Spot each line in the records below where the word "black" occurs, then copy it.

◆ Given entries ◆
★ ★ ★

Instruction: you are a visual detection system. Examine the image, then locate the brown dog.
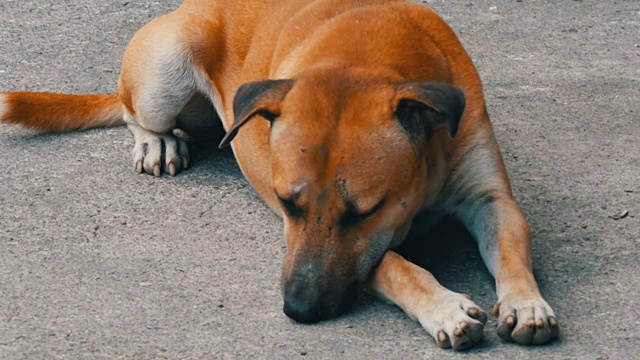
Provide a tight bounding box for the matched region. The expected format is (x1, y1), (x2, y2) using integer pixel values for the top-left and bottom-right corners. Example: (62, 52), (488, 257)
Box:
(0, 0), (559, 350)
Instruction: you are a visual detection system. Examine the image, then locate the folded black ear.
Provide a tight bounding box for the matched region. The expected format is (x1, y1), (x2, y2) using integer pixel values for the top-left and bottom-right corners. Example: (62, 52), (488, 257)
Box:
(219, 79), (294, 148)
(394, 82), (466, 142)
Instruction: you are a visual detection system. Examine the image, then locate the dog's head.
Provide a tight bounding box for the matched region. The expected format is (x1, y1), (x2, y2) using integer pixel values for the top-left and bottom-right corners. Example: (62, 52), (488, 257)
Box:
(220, 68), (465, 323)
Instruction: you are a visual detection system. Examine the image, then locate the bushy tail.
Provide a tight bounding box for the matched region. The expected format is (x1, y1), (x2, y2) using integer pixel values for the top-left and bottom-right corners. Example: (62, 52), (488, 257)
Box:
(0, 92), (124, 133)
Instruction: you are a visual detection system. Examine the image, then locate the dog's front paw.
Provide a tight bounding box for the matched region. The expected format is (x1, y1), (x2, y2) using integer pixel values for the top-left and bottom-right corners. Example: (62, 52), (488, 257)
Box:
(416, 291), (487, 351)
(131, 129), (190, 177)
(494, 295), (559, 345)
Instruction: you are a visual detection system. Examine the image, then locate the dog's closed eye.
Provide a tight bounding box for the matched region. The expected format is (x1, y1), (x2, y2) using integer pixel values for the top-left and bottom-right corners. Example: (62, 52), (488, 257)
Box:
(340, 198), (386, 228)
(277, 194), (305, 219)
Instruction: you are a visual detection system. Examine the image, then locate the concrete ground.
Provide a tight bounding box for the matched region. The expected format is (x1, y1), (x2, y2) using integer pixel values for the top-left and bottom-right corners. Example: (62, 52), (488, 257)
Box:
(1, 0), (638, 359)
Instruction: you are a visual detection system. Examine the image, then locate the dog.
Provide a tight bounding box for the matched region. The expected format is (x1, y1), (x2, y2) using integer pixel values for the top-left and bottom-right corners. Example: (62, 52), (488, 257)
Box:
(0, 0), (559, 350)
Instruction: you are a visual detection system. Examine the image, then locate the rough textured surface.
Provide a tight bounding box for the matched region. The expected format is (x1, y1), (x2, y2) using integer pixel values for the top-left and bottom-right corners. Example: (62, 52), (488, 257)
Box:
(1, 0), (638, 358)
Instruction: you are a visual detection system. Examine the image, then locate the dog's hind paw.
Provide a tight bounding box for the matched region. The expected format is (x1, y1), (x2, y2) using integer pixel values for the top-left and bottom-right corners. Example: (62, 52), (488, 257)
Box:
(417, 291), (487, 351)
(129, 124), (190, 177)
(494, 296), (559, 345)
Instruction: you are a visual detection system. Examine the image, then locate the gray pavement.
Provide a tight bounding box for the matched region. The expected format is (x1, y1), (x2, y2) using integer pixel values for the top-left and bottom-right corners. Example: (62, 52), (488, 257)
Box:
(1, 1), (639, 359)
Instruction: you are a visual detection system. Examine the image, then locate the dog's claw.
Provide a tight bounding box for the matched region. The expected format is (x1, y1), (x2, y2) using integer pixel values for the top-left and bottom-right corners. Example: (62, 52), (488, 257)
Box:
(460, 321), (469, 331)
(437, 331), (451, 349)
(130, 126), (190, 177)
(467, 307), (487, 324)
(497, 317), (515, 340)
(495, 297), (559, 345)
(549, 317), (560, 337)
(493, 303), (501, 316)
(453, 327), (464, 337)
(526, 319), (536, 328)
(417, 291), (486, 351)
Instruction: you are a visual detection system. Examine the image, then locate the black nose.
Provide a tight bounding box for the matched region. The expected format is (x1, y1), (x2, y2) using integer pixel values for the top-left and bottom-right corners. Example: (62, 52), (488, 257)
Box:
(283, 299), (325, 323)
(283, 276), (326, 323)
(283, 276), (359, 324)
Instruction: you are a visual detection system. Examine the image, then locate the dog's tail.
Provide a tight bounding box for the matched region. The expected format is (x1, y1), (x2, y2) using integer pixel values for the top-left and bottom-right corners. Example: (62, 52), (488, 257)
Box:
(0, 92), (125, 133)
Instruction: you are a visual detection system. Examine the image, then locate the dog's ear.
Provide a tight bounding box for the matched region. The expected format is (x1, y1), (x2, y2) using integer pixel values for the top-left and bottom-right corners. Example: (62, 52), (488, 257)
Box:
(219, 79), (294, 148)
(393, 83), (466, 142)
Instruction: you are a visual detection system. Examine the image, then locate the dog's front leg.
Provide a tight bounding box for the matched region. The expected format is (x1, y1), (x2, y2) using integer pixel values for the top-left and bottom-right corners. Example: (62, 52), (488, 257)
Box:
(366, 251), (487, 350)
(457, 196), (560, 345)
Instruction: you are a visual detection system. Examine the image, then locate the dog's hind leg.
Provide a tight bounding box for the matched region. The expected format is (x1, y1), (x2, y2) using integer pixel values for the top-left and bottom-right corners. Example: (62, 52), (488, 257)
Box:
(118, 11), (223, 176)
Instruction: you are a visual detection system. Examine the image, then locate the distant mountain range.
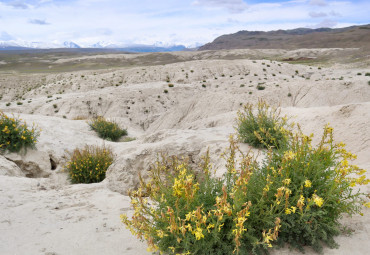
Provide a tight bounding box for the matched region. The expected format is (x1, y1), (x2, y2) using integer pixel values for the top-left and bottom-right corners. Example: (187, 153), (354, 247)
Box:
(199, 24), (370, 51)
(0, 40), (188, 52)
(2, 24), (369, 53)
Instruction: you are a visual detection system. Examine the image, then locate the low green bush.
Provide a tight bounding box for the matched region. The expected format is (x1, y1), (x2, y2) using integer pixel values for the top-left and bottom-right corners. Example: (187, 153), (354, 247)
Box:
(89, 117), (127, 142)
(65, 145), (114, 184)
(122, 127), (369, 254)
(236, 100), (290, 149)
(0, 111), (39, 152)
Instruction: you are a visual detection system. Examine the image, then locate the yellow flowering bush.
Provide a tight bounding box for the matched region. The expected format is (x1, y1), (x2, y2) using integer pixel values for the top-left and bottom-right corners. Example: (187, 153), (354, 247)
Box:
(65, 145), (114, 184)
(250, 125), (369, 253)
(122, 125), (369, 254)
(236, 99), (291, 149)
(89, 116), (127, 142)
(0, 111), (39, 152)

★ ★ ★

◆ Written answer ◆
Instruction: you are a visual detection system. Examine the image, then locate the folded black ear.
Instruction: you are a visual detection system. Examine the image, then locate the black nose.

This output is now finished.